#### Exercise material
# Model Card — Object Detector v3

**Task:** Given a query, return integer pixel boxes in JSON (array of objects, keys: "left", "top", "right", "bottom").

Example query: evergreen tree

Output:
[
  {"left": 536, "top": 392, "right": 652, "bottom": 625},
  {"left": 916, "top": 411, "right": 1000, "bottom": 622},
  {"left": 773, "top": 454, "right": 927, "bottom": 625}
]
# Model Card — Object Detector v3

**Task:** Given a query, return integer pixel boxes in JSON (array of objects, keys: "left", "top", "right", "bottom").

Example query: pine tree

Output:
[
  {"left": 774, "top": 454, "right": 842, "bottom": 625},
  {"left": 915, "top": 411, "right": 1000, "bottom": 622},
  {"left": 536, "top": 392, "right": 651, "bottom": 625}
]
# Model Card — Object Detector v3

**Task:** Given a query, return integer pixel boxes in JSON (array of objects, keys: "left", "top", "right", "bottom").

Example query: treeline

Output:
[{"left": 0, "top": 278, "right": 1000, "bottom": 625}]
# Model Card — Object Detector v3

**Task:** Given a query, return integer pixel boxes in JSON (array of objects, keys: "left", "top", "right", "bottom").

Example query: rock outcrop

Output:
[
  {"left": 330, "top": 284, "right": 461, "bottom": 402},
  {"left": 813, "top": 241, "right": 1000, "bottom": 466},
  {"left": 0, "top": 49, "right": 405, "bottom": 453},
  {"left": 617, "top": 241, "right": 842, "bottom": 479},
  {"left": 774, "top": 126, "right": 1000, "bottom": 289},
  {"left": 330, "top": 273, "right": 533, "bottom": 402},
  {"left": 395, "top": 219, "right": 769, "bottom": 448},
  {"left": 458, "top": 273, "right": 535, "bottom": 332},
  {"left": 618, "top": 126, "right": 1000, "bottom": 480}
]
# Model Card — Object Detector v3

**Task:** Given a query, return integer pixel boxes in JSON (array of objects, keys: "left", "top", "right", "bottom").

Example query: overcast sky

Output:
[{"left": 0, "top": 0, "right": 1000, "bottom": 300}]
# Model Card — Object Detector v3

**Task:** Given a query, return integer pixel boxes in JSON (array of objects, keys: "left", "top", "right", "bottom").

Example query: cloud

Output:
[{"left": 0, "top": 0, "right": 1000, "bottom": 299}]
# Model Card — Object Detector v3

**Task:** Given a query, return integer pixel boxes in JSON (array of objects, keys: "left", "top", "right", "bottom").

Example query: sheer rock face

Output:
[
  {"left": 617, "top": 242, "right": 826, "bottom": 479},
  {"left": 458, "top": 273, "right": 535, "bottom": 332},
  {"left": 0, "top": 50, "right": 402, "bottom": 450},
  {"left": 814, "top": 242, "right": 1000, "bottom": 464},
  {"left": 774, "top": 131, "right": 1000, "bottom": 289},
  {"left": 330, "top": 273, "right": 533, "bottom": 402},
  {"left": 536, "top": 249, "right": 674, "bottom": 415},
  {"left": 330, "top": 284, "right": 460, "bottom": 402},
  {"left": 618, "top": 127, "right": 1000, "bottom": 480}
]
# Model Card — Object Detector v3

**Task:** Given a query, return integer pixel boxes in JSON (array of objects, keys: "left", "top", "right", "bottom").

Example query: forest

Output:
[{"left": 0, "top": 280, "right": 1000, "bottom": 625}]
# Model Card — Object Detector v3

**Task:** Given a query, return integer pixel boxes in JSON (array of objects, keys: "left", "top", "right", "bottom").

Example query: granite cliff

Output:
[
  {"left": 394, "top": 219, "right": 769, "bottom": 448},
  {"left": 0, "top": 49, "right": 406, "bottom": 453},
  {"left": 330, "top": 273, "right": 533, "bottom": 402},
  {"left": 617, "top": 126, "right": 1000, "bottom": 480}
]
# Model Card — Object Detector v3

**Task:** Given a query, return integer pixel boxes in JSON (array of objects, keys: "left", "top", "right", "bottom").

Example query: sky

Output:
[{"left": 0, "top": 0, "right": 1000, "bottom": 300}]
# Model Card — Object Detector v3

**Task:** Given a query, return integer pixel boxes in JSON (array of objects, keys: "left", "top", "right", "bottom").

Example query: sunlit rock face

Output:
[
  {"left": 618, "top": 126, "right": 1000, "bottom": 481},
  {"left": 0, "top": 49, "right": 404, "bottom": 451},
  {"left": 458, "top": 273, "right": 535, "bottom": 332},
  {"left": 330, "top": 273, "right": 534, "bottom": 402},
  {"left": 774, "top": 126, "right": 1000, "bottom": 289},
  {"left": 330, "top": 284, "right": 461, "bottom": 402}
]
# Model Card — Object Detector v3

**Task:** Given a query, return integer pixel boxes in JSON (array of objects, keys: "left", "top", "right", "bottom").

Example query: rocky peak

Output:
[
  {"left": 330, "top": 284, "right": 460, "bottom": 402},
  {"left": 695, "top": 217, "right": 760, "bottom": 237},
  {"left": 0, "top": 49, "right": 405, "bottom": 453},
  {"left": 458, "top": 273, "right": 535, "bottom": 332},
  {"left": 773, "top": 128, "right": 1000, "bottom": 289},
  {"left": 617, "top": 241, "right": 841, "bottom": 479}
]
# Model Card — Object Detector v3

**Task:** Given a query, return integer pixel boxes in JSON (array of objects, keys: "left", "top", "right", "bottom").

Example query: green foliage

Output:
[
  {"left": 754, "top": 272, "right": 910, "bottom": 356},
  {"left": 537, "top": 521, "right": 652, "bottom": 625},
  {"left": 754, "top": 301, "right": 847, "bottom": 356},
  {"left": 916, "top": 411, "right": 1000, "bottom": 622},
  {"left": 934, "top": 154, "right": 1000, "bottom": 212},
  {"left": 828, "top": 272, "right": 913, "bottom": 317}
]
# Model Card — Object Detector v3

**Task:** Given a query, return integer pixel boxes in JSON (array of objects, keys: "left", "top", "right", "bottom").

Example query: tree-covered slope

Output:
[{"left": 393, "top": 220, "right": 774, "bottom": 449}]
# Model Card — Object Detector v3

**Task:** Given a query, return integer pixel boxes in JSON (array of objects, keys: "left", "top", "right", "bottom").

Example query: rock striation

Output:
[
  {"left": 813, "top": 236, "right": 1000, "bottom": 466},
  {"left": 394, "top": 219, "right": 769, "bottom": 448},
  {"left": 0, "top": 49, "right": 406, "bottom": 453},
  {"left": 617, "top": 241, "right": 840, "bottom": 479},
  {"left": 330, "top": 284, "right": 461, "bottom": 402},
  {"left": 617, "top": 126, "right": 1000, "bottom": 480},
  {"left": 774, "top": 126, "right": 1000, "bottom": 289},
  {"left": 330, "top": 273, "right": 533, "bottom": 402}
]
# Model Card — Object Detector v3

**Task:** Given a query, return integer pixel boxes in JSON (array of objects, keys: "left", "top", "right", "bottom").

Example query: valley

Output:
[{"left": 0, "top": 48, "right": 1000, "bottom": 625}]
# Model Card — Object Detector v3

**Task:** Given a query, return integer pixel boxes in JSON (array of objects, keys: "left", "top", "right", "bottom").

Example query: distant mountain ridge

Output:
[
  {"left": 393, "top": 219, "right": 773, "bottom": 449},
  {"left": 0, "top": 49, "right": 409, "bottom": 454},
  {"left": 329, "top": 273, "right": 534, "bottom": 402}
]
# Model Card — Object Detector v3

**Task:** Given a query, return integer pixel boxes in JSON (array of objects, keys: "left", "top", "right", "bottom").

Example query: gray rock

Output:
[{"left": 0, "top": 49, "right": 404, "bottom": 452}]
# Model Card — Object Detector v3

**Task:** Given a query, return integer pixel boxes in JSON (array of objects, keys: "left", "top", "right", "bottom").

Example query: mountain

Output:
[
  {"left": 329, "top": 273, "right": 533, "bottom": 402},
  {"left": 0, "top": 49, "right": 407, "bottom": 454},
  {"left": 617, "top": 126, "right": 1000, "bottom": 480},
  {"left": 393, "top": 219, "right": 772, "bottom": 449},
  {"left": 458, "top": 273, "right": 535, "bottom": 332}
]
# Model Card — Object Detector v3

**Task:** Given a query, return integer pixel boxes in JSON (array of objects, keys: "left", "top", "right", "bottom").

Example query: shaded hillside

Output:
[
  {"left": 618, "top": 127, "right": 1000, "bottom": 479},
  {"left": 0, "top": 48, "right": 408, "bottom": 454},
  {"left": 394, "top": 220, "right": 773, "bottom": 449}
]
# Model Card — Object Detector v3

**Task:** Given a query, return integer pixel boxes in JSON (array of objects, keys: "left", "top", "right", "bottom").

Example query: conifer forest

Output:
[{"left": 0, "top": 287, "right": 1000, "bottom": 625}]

#### What you need to do
Pick out every line in the records that contains the string "face", treating uppercase and lowercase letters as different, and copy each one.

#### In response
Example query: sheer rock face
Example query: sunlit rock face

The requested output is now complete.